> _Aim_
The listing below is to be output in its exact form.

> _Information given_
## Start

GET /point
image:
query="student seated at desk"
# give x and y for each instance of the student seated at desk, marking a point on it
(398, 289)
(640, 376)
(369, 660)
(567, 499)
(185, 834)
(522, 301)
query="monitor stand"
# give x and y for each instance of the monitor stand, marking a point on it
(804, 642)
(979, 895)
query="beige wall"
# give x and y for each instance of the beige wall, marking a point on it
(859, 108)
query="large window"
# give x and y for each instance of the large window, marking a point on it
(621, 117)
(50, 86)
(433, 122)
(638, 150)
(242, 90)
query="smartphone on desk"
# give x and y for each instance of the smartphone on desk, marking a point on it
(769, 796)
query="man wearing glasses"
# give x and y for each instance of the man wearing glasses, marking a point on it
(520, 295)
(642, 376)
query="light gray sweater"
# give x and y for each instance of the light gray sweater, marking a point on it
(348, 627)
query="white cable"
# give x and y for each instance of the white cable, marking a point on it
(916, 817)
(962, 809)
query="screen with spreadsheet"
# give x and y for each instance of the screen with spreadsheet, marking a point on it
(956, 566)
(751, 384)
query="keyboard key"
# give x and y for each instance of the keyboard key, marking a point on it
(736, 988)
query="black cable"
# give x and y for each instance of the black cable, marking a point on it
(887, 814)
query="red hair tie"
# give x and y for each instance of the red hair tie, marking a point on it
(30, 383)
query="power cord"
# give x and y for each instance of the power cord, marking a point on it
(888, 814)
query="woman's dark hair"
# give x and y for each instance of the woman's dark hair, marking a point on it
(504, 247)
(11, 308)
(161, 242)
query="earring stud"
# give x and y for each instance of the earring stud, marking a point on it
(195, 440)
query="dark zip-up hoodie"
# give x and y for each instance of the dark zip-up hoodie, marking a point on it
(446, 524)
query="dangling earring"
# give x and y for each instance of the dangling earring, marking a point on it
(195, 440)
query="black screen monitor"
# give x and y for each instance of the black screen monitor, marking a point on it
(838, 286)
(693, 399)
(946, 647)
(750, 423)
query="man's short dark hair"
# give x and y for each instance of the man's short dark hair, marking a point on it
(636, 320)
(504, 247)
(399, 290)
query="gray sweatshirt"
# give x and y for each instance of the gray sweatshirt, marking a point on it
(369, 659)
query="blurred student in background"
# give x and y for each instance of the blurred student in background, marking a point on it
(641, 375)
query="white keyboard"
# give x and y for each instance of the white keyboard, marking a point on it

## End

> _Problem solution_
GET /point
image:
query="student seated at desk"
# give x and y for each instance of the student seated at desk, marking a point on it
(398, 289)
(640, 376)
(369, 660)
(567, 499)
(185, 834)
(522, 301)
query="monitor stand"
# give x and y for each instance of the monitor stand, marking a point on it
(804, 642)
(979, 895)
query="beige wall"
# give x and y for each instance of the beige wall, marking a point on it
(859, 108)
query="large window"
# give x and y for each instance of the large window, marking a point on it
(621, 117)
(50, 86)
(433, 122)
(638, 150)
(242, 90)
query="smartphone on desk"
# give x and y for each instance of the smartphone on desk, marking a point on it
(769, 796)
query="man wearing glasses"
# give x and y for each instance of the man wearing glasses, marking a point on it
(520, 295)
(642, 376)
query="light gray sweater"
# give x and y for each instance of the light gray sweater, marking a point on it
(348, 627)
query="white cable"
# give x and y for each instance of the white cable, marking a point on it
(916, 817)
(962, 809)
query="screen with spreadsheet"
# give x and y for each instance of the screen with spreadsheet, marking a point on it
(956, 566)
(751, 384)
query="keyboard key"
# give x and y for each instance of the keyboard key, marking a point on it
(736, 988)
query="black cable"
# give x and y for each instance of the black cable, marking a point on it
(887, 814)
query="red hair tie"
# give x and y for each instance of the red hair tie, marking a point on it
(30, 383)
query="power cord"
# give x and y for each instance of the power cord, marking a point on it
(888, 814)
query="woman's dark hair"
# give x and y for each instance of the woman's dark hair, marking a point on it
(504, 247)
(11, 308)
(161, 242)
query="earring stud"
# give x and y for each instance of the earring stud, marking a point on it
(195, 440)
query="dark zip-up hoodie"
# give x and y for each instance of the dark zip-up hoodie, marking a point on it
(446, 524)
query="dangling earring"
# give x and y for each instance of the dangling earring, marking a point on it
(195, 440)
query="black screen monitor"
# give x and y for each instance of the black screen monitor, marking a point on it
(838, 286)
(693, 399)
(946, 647)
(750, 423)
query="man's short dark hair"
# give x and y for each instance of the man's short dark hair, marking a point on it
(636, 320)
(504, 247)
(399, 290)
query="gray sweatshirt"
# give x and y for each instance of the gray sweatshirt, marking a point on it
(369, 659)
query="blurred student in background"
# give x and y for each instance of the blurred student in background, marking a point on it
(641, 375)
query="white keyboard"
# give x and y for each instance of the white keyboard, marking a point on it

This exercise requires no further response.